======== PAGE EXTRACT ========

Banks on alert as soft commodities trade targeted by wildlife traffickers

Jul 10, 2020 | News

By John Basquillo, Global Trade Review 

Criminal groups are exploiting soft commodities trading networks to conceal the trafficking of illegal wildlife and animal products, a new report has shown, prompting calls for renewed efforts by banks to investigate the underlying financial flows.

Wildlife trafficking is a highly lucrative form of transnational crime, generating as much as US$23bn per year according to World Bank estimates. Combined with illegal fishing and logging, proceeds are estimated to total up to US$2tn.

The issue has become a priority for the Financial Action Task Force (FATF) – a global standards-setting body for fighting economic crime – which warns that seemingly legitimate trading activities are being used as cover for the sale and transportation of valuable animals and animal parts.

“Illegal wildlife trade is a global threat that doesn’t just impact the jurisdictions where wildlife is killed or sold,” the task force says.

“Criminals are misusing the formal financial sector, as well as front companies and the guise of the legal wildlife trade to launder their proceeds. However, many jurisdictions are still not sufficiently prioritising efforts to put a stop to the financial flows involved in illegal wildlife trade.”

In a detailed report published after the FATF’s most recent plenary meeting in late June, the watchdog warns that front companies with connections to import-export industries are often used to justify the movement of goods and funds across borders.

In one example, the task force outlines the seizures of nearly 7 tonnes of ivory in Thailand in Singapore between April and May 2015. Investigators followed import and export data for the seizures and discovered the criminal syndicate involved had established an apparently legitimate tea trading company in Kenya to conceal its ivory business.

The syndicate also set up freight forwarding and transportation companies to buy tea from a large unwitting seller while disguising the identity of the true buyer. During transportation, the ivory shipments – registered as tea exports – changed destination locations and other information “to confuse port officials”, the report says.

For financial institutions that are involved in financing tea exports, the FATF suggests a risk indicator in this case would have been “that the final destination was East Asia that is not a major export market for tea from Africa”.

In a second case study from 2018, a large-scale criminal syndicate was identified having trafficked pangolin scales worth around US$9mn over the previous six years. The syndicate leaders owned a frozen fish company and set up a network of intermediary bank accounts masquerading as legitimate animal or farm suppliers.

The report says revenue from their legal fishing company was co-mingled with proceeds of pangolin trafficking as well as narcotics sales. Authorities eventually uncovered the scheme after finding records of imported goods did not match the payments received from fake suppliers.

Though ivory and pangolin scales are commonly trafficked items – the task force reports an 80% drop in the wild pangolin population over the last decade – there are regional variations.

In Europe, for instance, the illegal export of glass eels is highly profitable, often carrying a mark-up of more than 1,000% when sold outside the continent.

Europol’s annual Operation Lake, which targets trafficking of endangered species and associated criminal activities, this year resulted in the seizure of hundreds of kilograms of glass eels, carrying a value of over €6.2mn. Eels were often concealed beneath legitimate shipments of other fish.

========

**REQUIRED TASKS:**
1. Answer these questions from the wildlife trafficking article:
(a) According to World Bank estimates, how much can wildlife trafficking generate per year?
(b) What kind of company did the ivory syndicate set up in Kenya to conceal its business?
(c) What was the value of the glass eels seized in this year's Operation Lake?
2. Resume the wildlife trafficking article after its final sentence, carrying on in the same reporting style.
The material that comes after the wildlife trafficking article is not needed.

======== LISTED RECORDS ========

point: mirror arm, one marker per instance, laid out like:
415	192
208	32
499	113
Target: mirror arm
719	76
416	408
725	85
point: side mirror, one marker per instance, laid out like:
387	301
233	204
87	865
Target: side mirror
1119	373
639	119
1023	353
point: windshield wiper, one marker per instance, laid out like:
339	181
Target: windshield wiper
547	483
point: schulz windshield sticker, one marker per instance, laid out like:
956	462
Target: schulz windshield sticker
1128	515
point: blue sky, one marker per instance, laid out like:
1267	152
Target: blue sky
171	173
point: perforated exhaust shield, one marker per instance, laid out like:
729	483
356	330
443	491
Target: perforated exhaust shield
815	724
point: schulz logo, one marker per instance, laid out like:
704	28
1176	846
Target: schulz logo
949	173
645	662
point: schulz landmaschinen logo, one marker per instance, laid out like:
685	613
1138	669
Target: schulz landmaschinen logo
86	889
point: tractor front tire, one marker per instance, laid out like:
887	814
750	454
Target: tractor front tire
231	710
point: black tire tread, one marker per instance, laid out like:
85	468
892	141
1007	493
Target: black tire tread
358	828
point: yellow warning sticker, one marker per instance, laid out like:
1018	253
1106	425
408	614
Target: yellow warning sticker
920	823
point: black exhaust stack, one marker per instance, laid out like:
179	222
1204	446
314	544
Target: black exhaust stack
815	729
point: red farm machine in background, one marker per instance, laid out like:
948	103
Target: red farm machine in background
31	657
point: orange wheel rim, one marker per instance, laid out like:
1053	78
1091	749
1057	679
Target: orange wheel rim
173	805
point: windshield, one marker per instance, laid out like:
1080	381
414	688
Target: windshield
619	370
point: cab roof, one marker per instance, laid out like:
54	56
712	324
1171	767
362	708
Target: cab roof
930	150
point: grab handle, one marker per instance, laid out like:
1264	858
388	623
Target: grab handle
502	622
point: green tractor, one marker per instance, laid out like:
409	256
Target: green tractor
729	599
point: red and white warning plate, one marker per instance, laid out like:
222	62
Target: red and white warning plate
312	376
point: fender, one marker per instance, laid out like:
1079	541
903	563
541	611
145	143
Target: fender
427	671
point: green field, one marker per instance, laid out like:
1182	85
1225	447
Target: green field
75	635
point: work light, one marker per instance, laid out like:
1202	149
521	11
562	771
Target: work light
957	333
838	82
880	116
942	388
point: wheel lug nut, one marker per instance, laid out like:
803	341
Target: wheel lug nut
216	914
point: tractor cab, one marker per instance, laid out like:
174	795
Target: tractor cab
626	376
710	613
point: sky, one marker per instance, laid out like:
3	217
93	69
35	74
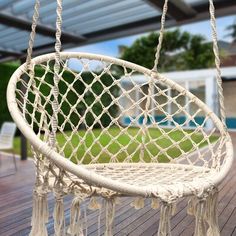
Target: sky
110	47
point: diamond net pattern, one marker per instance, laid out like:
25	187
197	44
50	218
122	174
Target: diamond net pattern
105	115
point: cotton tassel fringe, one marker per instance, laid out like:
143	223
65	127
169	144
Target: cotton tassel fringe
94	204
40	215
110	215
200	224
155	203
76	228
211	215
58	215
138	203
164	225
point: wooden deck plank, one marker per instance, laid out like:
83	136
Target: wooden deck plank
16	208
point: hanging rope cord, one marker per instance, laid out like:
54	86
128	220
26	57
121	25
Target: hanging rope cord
215	50
56	78
35	20
217	62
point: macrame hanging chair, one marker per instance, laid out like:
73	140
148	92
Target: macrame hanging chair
59	111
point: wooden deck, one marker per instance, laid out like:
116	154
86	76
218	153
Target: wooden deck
16	207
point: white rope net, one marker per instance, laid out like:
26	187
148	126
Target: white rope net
130	136
91	111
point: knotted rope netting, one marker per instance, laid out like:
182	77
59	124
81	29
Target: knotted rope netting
80	146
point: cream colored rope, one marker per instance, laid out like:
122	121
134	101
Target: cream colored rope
217	60
161	35
33	32
55	104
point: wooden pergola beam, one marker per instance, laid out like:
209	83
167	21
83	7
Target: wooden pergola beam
177	9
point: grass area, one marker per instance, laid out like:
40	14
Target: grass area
131	140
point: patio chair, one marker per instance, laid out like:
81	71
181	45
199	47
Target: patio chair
7	134
47	98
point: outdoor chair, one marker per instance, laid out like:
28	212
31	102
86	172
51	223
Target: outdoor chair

========

**OUTPUTS IN ORDER:**
1.
(a) As much as US$23bn per year.
(b) An apparently legitimate tea trading company.
(c) Over €6.2mn.

2.
Jon Godson, assistant director of the International Air Transport Association, warns that trade in foodstuff is frequently targeted because it “often gets fast-tracked and so is used as a concealment method”. Timber is another high-risk area identified by FATF.

 Pressure mounts on financial sector

There are signs that regulated financial institutions might soon face more pressure to identify transactions that could be linked to wildlife trafficking.

So far, action within the sector has been relatively limited. The FATF says that of the 45 jurisdictions that submitted information to its report, 37 had not received a single suspicious transaction report from the financial services sector related to environmental crime over the last five years.

FATF executive secretary David Lewis says all governments have been asked to report back within a year on progress they have made, adding: “It’s time to strengthen public-private partnerships and for those profiting from the illegal trade in wildlife to be prosecuted for money laundering.”

One reason such partnerships are useful is for data sharing. Alexandria Reid, a research fellow at influential London-based think tank RUSI, says it is currently difficult for financial institutions to build accurate risk typologies for identifying suspicious transactions because there have been so few financial investigations or high-level prosecutions to draw on.

“Currently too little data makes its way into the private sector for the detection of environmental crime to be ‘business as usual’ – which is what it should be, because it should be treated like any other crime,” Reid tells GTR.

Another challenge for banks involved in trade finance is that the vast majority – likely around 80% – of trade is conducted on an open account basis, meaning they have little oversight of the underlying goods being moved.

“We’ve seen many cases where commercial vehicles are registered and used for only a few transactions before being dumped, so the level of intervention possible at the banking level varies immensely,” Reid says.

“Obviously, the first step is to make sure that basic due diligence is conducted along the supply chain, from trade finance and business incorporation through to shipping and logistics of the commodity itself, which is still a major vulnerability and not carried out as standard in many jurisdictions.

“Risk assessments are also key, but these require a basic understanding of wildlife trafficking and environmental crime that many institutions do not have compared to, say, drug trafficking.”

There have been recent efforts among some trade finance institutions to tackle the issue at an industry-wide level.

In 2018, 38 banks, law firms, government bodies and other organisations signed a declaration promising not to “knowingly facilitate or tolerate financial flows that are derived from the illegal wildlife trade and associated corruption”.

Standard Chartered, one of the declaration’s signatories, has previously said it offers training to partners in high-risk countries for wildlife trafficking.

“More recently, we have urged G20 nations to ban live wildlife markets, called for wildlife crime to be embedded in the UN Convention against Transnational Organized Crime, alongside arms, human, and narcotics trafficking, and have urged governments to commit resources to tacking the serious and urgent issue,” David Fein, the bank’s general counsel, tells GTR.